■ **OPDRACHTEN**:
(a) Klopt elk van deze uitspraken volgens de verordening over de Rekenkamer Barendrecht? Antwoord per uitspraak met ja of nee, en citeer letterlijk de woorden uit de tekst die de doorslag geven.
(i) De directeur is ondergeschikt aan de gemeenteraad.
(ii) Met "Presidium" bedoelt de verordening de fractievoorzitters van alle politieke partijen die in de gemeenteraad zitten.
(iii) De regeling gold van 21-09-2012 tot en met 07-02-2019.
(b) Breid de verordening over de Rekenkamer Barendrecht uit door verder te schrijven na de laatste zin die er staat.

Regeling vervallen per 08-02-2019

Verordening Rekenkamer Barendrecht 2010

Geldend van 21-09-2012 t/m 07-02-2019

Intitulé

Verordening Rekenkamer Barendrecht 2010

De raad van de gemeente Barendrecht;

overwegende, dat het wenselijk is de procedure van behandeling van rapporten van de Rekenkamer Barendrecht vast te leggen in deze verordening;

gelezen het advies van de raadscommissie Planning en Control d.d.

gelezen het voorstel de voorzitter en de griffier van ;

gelet op de artikelen 81 a tot en met 8l k en de artikelen 182 tot en met 185 van de Gemeentewet;

besluit:

vast te stellen de volgende Verordening Rekenkamer Barendrecht 2010.

Paragraaf 1. ALGEMENE BEPALINGEN

Artikel 1 Begripsbepalingen

In deze verordening wordt verstaan onder:

  • a.

    Rekenkamer Barendrecht: de organisatie ex artikel 81 a tot en met 81 k van de Gemeentewet;

  • b.

    orgaan: ieder bevoegd bestuursorgaan van de gemeente Barendrecht;

  • c.

    directÎe: de directie van de ambtelijke organisatie van de gemeente Barendrecht;

  • d.

    directeur: de directeur van de Rekenkamer Barendrecht;

  • e.

    Presidium: de fractievoorzitters van alle in de gemeenteraad vertegenwoordigde politieke partijen;

  • f.

    griffie: de griffie van de gemeente Barendrecht.

Artikel 2 Rekenkamer Barendrecht

  • 1. Er is een Rekenkamer Barendrecht.

  • 2. De Rekenkamer Barendrecht heeft één lid, die wordt aangeduid met de titel “directeur van de Re kenkamer Barendrecht”, en één plaatsvervangend lid, die wordt aangeduid met de titel “plaatsvevangend directeur van de Rekenkamer Barendrecht”.

  • 3. De artikelen van deze verordening zijn op de plaatsvervangend directeur van de Rekenkamer Barendrecht van overeenkomstige toepassing.

  • 4. De directeur is niet ondergeschikt aan enig orgaan.

  • 5. De directeur is geen ambtenaar in de zin van het Collectieve Arbeidsvoorwaardenregeling van de gemeente Barendrecht".

■ **MATERIAAL**:
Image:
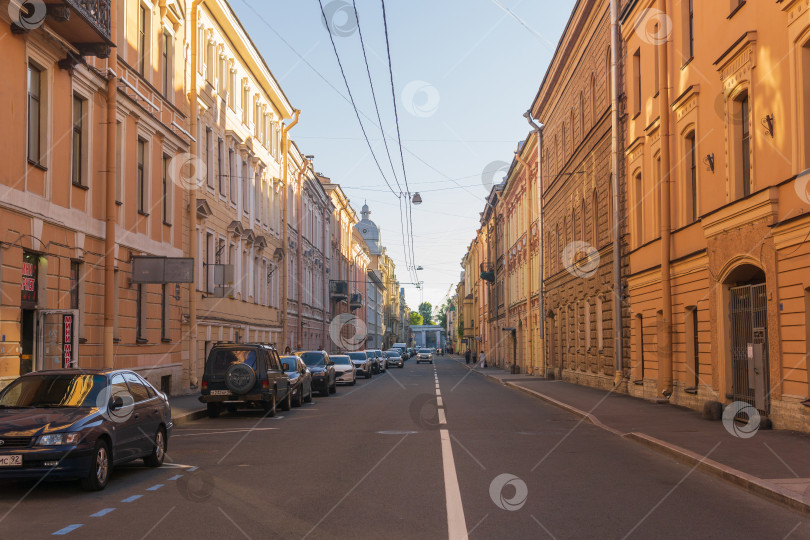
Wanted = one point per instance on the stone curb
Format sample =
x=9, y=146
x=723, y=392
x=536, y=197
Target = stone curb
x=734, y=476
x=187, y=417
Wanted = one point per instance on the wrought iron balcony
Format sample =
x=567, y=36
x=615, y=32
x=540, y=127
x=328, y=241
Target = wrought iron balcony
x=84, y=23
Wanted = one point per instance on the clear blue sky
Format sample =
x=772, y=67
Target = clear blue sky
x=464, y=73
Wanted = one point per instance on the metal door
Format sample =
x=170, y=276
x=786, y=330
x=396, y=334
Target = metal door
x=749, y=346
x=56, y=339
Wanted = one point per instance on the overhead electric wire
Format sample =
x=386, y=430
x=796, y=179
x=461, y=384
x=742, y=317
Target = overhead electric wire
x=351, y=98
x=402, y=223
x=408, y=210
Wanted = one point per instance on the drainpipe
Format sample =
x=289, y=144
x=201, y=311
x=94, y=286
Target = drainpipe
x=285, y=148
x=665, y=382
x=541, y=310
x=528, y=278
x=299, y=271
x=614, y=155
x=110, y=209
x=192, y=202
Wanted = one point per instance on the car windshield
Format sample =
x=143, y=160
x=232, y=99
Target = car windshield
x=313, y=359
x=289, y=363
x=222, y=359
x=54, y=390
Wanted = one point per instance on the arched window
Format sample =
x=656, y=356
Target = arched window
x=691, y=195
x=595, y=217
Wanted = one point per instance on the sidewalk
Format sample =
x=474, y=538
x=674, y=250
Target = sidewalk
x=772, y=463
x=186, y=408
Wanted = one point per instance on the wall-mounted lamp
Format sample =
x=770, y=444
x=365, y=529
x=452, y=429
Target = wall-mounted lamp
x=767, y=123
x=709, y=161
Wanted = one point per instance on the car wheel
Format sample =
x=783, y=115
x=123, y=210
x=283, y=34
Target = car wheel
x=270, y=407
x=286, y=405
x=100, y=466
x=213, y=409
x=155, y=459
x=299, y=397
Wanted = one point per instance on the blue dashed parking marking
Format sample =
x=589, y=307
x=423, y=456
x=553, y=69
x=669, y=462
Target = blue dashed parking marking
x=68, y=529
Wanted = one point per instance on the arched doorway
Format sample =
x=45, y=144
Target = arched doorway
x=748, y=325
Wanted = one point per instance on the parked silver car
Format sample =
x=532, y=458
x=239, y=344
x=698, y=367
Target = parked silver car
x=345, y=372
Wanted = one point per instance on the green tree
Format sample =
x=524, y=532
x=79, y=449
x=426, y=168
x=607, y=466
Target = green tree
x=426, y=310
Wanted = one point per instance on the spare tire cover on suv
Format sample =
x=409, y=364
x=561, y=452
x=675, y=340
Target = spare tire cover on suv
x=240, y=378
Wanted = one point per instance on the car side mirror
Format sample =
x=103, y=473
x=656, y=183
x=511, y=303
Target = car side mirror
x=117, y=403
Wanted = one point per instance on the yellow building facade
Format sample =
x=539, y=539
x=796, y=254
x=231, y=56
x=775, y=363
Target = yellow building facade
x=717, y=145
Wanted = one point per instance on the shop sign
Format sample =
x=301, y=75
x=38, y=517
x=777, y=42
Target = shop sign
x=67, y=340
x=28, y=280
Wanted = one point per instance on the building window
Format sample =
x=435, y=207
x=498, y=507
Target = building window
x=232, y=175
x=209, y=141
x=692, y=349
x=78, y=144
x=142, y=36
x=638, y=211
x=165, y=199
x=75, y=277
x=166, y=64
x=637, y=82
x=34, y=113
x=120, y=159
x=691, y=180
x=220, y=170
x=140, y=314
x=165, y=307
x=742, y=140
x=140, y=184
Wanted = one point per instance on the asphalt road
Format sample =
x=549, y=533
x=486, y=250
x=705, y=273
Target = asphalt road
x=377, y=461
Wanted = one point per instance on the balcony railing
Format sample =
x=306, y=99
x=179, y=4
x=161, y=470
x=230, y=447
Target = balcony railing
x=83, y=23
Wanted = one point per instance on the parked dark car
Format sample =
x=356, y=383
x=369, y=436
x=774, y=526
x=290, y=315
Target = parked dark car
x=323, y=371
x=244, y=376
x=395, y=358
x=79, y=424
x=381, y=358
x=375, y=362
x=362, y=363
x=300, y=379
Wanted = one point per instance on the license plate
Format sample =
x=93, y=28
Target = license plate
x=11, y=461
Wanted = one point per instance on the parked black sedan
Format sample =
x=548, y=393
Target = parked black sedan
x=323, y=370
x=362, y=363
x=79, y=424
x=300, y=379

■ **VERWACHTE ANTWOORDEN**:
(a)
(i) Nee: "De directeur is niet ondergeschikt aan enig orgaan."
(ii) Ja: "Presidium: de fractievoorzitters van alle in de gemeenteraad vertegenwoordigde politieke partijen;"
(iii) Ja: "Geldend van 21-09-2012 t/m 07-02-2019"

(b)
  • 6. Het Presidium onderhoudt de contacten tussen de raad en de Rekenkamer Barendrecht.

Artikel 3 Benoeming directeur en plaatsvervangend directeur

  • 1. Als directeur van de Rekenkamer Barendrecht wordt benoemd de directeur van de Rekenkamer Rotterdam.

  • 2. Als plaatsvervangend, directeur van de Rekenkamer Barendrecht wordt benoemd de plaatsvervangend directeur van de Rekenkamer Rotterdam.

Artikel 4 Nevenfuncties

  • 1. De directeur is niet tevens bestuurder of persoon in dienst van een publiekrechtelijk samenwerkingsverband waarin de gemeente Barendrecht deelneemt.

  • 2. De directeur vervult geen nevenfuncties waarvan de uitoefening ongewenst is met het oog op een goede vervulling van zijn directeurschap.

  • 3. De directeur maakt openbaar welke nevenfuncties hij vervult.

  • 4. Openbaarmaking geschiedt door terinzagelegging van een opgave van de in het derde lid bedoelde functies in het gemeentehuis.

Paragraaf 2. BUDGET

Artikel 5 Budget van de Rekenkamer Barendrecht

  • 1. De Rekenkamer is bevoegd binnen een aan haar bij de begroting beschikbaar gesteld budget uitgaven te doen en ontvangsten te innen ten behoeve van de uitvoering van haar taken.

  • 2. De Rekenkamer doet jaarlijks voor 1 april een voorstel aan de raad voor de nodige middelen voor een goede uitoefening van de taken.

  • 3. De Rekenkamer wordt jaarlijks door de raad een budget beschikbaar gesteld ten behoeve van de uitvoering van haar taken.

  • 4. De directeur stelt nadere regels vast met betrekking tot de verantwoording van de uitgaven uit het budget.

  • 5. De nadere regels worden ter kennis gebracht van de raad. De Rekenkamer verantwoordt de baten en lasten van het vorig begrotingsjaar die zij voor haar taken heeft gedaan in het jaarverslag aan de raad, als bedoeld in artikel 185, derde lid van de Gemeentewet.

Paragraaf 3. ONDERZOEKSPLAN EN BEVOEGDHEDEN

Artikel 6 Onderzoeksjaarplan

  • 1. Jaarlijks, uiterlijk in december van het voorafgaande jaar biedt de Rekenkamer Barendrecht een onderzoekjaarsplan ter kennisname aan de raad aan.

  • 2. In het onderzoeksjaarplan wordt naar onderwerp aangegeven:

    • a.

      de afbakening van het onderzoeksterrein;

    • b.

      de formulering van de onderzoeksopdracht;

    • c.

      de eventuele randvoorwaarden;

    • d.

      de planning.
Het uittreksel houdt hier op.